▸ Yapılacak İş:
Aşağıdaki satırları süz: içinde "beige" kelimesi geçen her satırı kopyala.

▸ İşaretleme veri kümesinden alıntılar:

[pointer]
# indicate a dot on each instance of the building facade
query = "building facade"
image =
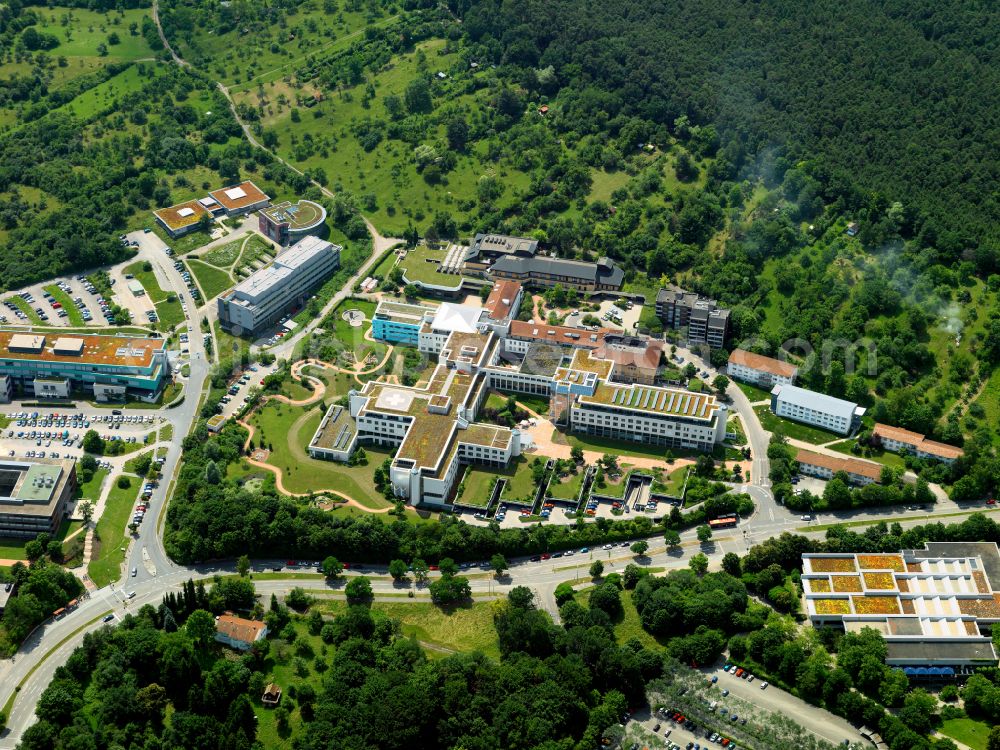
(35, 496)
(288, 222)
(759, 370)
(897, 440)
(818, 409)
(601, 276)
(706, 322)
(934, 607)
(261, 299)
(824, 466)
(112, 367)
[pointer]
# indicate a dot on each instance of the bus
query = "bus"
(724, 522)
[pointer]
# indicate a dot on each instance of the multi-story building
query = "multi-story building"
(486, 248)
(706, 322)
(35, 496)
(801, 405)
(262, 298)
(824, 466)
(896, 439)
(602, 276)
(434, 428)
(289, 222)
(238, 632)
(934, 607)
(240, 199)
(111, 367)
(757, 369)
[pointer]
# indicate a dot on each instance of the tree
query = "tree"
(200, 627)
(398, 570)
(332, 567)
(92, 443)
(499, 564)
(699, 563)
(731, 564)
(358, 590)
(420, 569)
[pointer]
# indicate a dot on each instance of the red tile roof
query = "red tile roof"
(238, 628)
(917, 440)
(835, 463)
(501, 299)
(558, 334)
(762, 363)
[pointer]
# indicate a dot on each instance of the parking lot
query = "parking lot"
(78, 292)
(34, 434)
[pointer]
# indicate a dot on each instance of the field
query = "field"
(322, 136)
(168, 307)
(212, 281)
(287, 431)
(111, 530)
(969, 732)
(793, 430)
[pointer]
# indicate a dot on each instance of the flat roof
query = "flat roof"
(182, 214)
(239, 196)
(263, 281)
(97, 350)
(762, 363)
(456, 318)
(300, 216)
(840, 463)
(820, 402)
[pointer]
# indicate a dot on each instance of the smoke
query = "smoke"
(951, 314)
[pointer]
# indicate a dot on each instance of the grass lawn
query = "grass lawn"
(72, 311)
(629, 626)
(886, 458)
(422, 266)
(753, 392)
(567, 487)
(212, 281)
(168, 307)
(223, 256)
(519, 481)
(967, 731)
(105, 565)
(287, 430)
(464, 629)
(791, 429)
(621, 448)
(478, 481)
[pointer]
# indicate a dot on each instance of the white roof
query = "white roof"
(820, 402)
(451, 317)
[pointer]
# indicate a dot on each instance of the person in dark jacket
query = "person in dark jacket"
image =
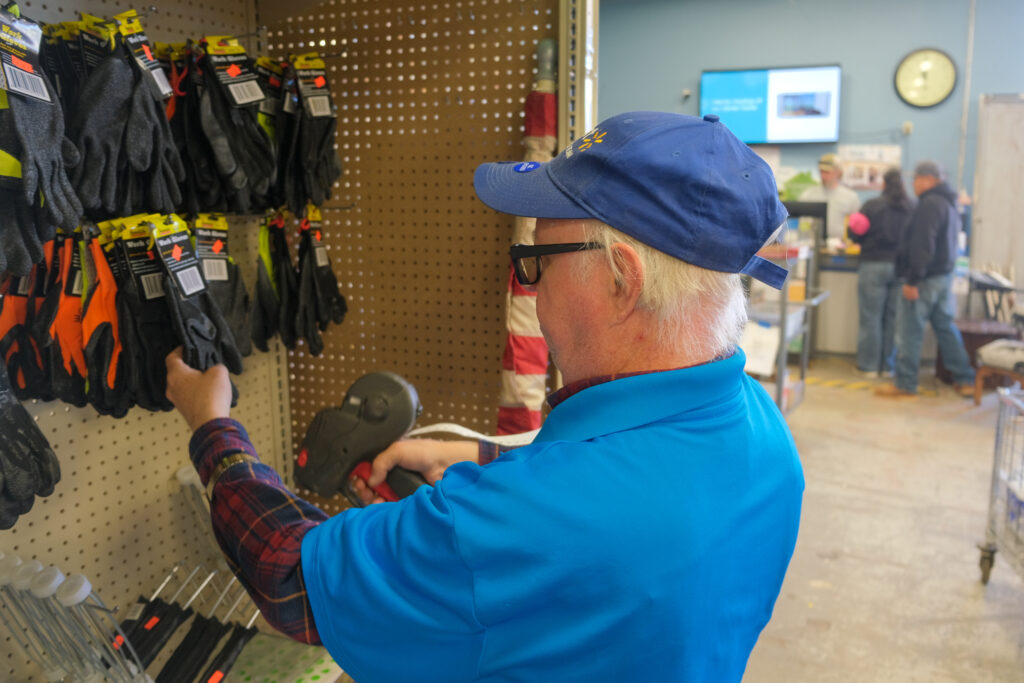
(878, 227)
(925, 263)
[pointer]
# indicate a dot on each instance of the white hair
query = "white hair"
(699, 312)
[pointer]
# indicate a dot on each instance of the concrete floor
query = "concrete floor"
(885, 585)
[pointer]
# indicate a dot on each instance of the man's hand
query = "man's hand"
(428, 457)
(199, 396)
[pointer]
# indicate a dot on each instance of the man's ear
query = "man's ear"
(630, 284)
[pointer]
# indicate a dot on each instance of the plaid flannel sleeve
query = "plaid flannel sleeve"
(259, 524)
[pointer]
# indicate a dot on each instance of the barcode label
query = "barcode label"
(162, 82)
(190, 281)
(215, 268)
(320, 105)
(246, 92)
(321, 253)
(268, 107)
(153, 286)
(26, 83)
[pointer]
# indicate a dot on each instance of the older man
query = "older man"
(645, 532)
(925, 262)
(841, 200)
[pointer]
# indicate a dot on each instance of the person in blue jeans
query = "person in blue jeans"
(878, 228)
(925, 263)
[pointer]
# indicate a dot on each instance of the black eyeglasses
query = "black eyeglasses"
(526, 258)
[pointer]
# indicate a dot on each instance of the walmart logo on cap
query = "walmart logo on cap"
(586, 142)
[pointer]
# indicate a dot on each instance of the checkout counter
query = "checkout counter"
(836, 324)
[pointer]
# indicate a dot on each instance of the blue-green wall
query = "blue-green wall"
(650, 50)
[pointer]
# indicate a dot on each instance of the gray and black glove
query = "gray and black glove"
(45, 155)
(28, 464)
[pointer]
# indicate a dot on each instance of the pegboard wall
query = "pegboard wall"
(116, 515)
(425, 93)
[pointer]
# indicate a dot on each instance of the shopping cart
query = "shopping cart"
(1006, 506)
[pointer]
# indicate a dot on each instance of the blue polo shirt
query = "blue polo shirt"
(642, 537)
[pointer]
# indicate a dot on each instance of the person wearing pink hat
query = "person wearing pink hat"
(878, 227)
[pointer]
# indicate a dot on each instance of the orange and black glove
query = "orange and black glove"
(109, 386)
(68, 368)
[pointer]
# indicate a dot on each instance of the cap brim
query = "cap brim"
(531, 194)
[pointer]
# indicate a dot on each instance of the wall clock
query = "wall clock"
(925, 78)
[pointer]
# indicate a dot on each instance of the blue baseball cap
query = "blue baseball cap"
(684, 185)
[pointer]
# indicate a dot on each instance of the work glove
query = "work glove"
(289, 122)
(109, 374)
(97, 130)
(144, 327)
(235, 304)
(331, 304)
(201, 329)
(24, 226)
(202, 190)
(28, 465)
(320, 301)
(68, 370)
(286, 283)
(17, 349)
(266, 307)
(151, 150)
(321, 165)
(47, 295)
(305, 314)
(45, 154)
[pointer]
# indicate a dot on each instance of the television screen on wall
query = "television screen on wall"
(775, 105)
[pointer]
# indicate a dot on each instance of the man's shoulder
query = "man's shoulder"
(813, 194)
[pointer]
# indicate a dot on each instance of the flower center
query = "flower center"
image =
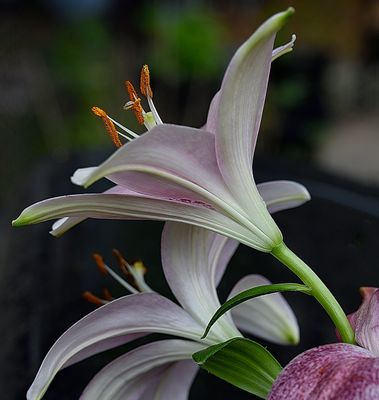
(149, 119)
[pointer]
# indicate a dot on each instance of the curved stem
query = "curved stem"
(319, 291)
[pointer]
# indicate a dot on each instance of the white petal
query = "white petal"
(269, 316)
(108, 206)
(282, 195)
(139, 313)
(190, 259)
(116, 379)
(241, 101)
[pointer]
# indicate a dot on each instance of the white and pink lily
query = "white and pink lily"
(194, 260)
(338, 371)
(196, 176)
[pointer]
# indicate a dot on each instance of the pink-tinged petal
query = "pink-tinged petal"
(190, 258)
(170, 162)
(269, 317)
(211, 124)
(107, 206)
(128, 377)
(242, 96)
(366, 293)
(129, 315)
(283, 195)
(337, 371)
(366, 321)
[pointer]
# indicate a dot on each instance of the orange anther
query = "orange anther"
(145, 82)
(93, 299)
(109, 125)
(100, 263)
(135, 102)
(121, 262)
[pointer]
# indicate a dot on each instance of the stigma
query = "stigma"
(149, 118)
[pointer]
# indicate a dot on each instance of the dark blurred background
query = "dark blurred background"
(320, 126)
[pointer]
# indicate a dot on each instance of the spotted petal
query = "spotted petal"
(337, 371)
(268, 317)
(129, 315)
(151, 371)
(366, 321)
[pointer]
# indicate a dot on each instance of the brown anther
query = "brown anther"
(135, 102)
(107, 295)
(109, 125)
(100, 263)
(145, 82)
(90, 297)
(121, 262)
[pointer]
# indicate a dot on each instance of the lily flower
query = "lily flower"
(338, 371)
(194, 260)
(196, 176)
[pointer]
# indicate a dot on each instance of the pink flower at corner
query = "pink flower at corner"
(338, 371)
(193, 261)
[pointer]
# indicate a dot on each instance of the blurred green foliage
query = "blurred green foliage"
(186, 41)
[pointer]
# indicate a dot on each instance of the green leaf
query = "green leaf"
(243, 363)
(255, 292)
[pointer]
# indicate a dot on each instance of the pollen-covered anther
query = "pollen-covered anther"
(145, 82)
(100, 263)
(109, 125)
(134, 103)
(90, 297)
(122, 263)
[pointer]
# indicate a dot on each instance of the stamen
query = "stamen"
(93, 299)
(100, 263)
(109, 125)
(135, 102)
(122, 263)
(134, 273)
(145, 82)
(131, 133)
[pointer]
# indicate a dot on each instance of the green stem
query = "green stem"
(319, 291)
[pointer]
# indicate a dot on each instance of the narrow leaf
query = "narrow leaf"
(255, 292)
(243, 363)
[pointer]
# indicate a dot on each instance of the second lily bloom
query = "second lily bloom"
(193, 261)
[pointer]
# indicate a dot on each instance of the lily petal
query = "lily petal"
(171, 162)
(211, 123)
(107, 206)
(367, 321)
(125, 377)
(190, 259)
(242, 96)
(138, 313)
(337, 371)
(283, 195)
(269, 317)
(176, 382)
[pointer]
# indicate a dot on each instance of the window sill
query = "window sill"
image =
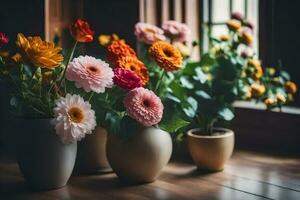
(261, 106)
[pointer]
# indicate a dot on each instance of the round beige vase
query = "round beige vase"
(210, 152)
(91, 153)
(140, 158)
(45, 162)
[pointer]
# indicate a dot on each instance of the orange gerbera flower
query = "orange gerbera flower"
(166, 55)
(291, 87)
(118, 49)
(40, 53)
(81, 31)
(136, 66)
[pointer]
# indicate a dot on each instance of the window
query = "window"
(186, 11)
(215, 13)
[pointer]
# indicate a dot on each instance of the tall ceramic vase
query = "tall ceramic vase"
(141, 157)
(45, 162)
(91, 154)
(211, 152)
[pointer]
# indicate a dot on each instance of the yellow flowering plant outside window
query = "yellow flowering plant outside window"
(230, 72)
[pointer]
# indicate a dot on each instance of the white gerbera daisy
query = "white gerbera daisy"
(90, 73)
(73, 118)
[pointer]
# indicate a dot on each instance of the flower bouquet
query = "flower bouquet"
(230, 71)
(50, 110)
(140, 114)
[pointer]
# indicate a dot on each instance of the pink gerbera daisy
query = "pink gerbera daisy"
(144, 106)
(90, 73)
(126, 79)
(148, 33)
(177, 31)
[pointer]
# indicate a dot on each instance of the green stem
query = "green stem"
(91, 96)
(69, 60)
(159, 81)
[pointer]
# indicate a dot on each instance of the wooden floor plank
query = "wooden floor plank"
(247, 176)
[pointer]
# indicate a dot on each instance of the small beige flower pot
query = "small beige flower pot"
(44, 160)
(140, 158)
(91, 153)
(210, 152)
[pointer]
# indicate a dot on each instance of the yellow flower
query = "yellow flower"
(271, 71)
(269, 102)
(224, 37)
(38, 52)
(290, 97)
(291, 87)
(17, 58)
(246, 38)
(247, 94)
(257, 90)
(280, 98)
(275, 80)
(258, 72)
(4, 54)
(234, 25)
(105, 40)
(184, 50)
(166, 56)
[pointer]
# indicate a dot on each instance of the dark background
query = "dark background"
(279, 41)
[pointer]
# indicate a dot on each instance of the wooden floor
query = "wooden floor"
(247, 176)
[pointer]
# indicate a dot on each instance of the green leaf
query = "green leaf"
(177, 90)
(200, 75)
(285, 75)
(207, 59)
(226, 114)
(202, 94)
(173, 124)
(113, 123)
(186, 83)
(190, 68)
(190, 107)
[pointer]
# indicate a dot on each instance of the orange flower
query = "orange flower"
(246, 38)
(136, 66)
(291, 87)
(257, 90)
(280, 98)
(269, 102)
(118, 49)
(224, 37)
(166, 55)
(38, 52)
(105, 40)
(234, 25)
(81, 31)
(17, 58)
(258, 72)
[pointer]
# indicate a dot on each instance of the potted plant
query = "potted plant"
(140, 115)
(228, 72)
(51, 115)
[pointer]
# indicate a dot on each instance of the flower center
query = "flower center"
(168, 53)
(150, 30)
(146, 103)
(76, 115)
(93, 69)
(132, 68)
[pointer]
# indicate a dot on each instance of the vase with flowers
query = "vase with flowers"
(140, 115)
(51, 112)
(229, 71)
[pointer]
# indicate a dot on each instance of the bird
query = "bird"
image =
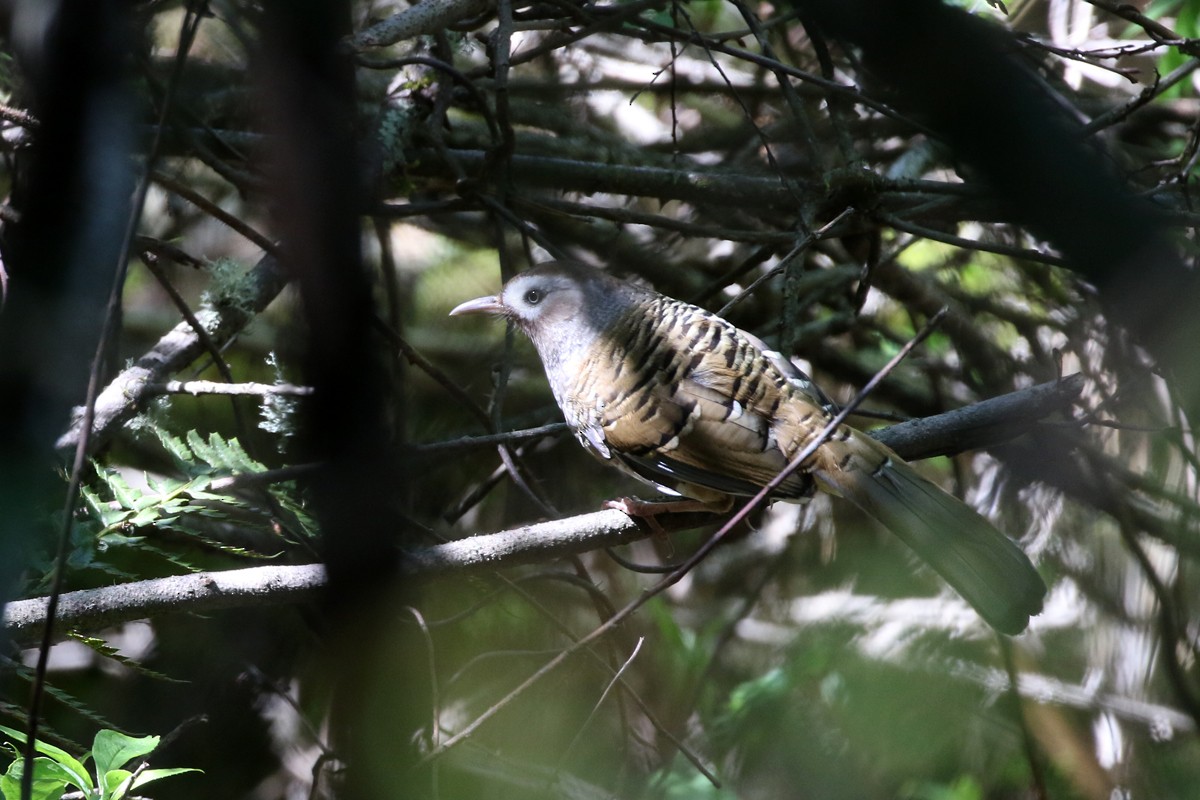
(705, 411)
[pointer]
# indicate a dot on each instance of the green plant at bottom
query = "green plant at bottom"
(55, 769)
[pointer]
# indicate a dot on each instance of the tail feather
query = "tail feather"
(983, 565)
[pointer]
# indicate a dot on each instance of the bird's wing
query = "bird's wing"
(707, 427)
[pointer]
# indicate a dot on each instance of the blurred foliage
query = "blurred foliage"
(709, 150)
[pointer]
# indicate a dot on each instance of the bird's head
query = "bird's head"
(562, 306)
(543, 298)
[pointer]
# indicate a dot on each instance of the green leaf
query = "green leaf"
(71, 765)
(115, 785)
(145, 776)
(49, 780)
(113, 750)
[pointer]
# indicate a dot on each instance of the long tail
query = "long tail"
(983, 565)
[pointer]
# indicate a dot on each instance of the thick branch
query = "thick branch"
(985, 423)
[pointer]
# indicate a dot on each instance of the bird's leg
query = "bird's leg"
(648, 510)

▸ Sonuç:
# indicate a dot on each instance of the round beige vase
query = "round beige vase"
# indicate a dot on each instance of the small beige flower pot
query = "small beige flower pot"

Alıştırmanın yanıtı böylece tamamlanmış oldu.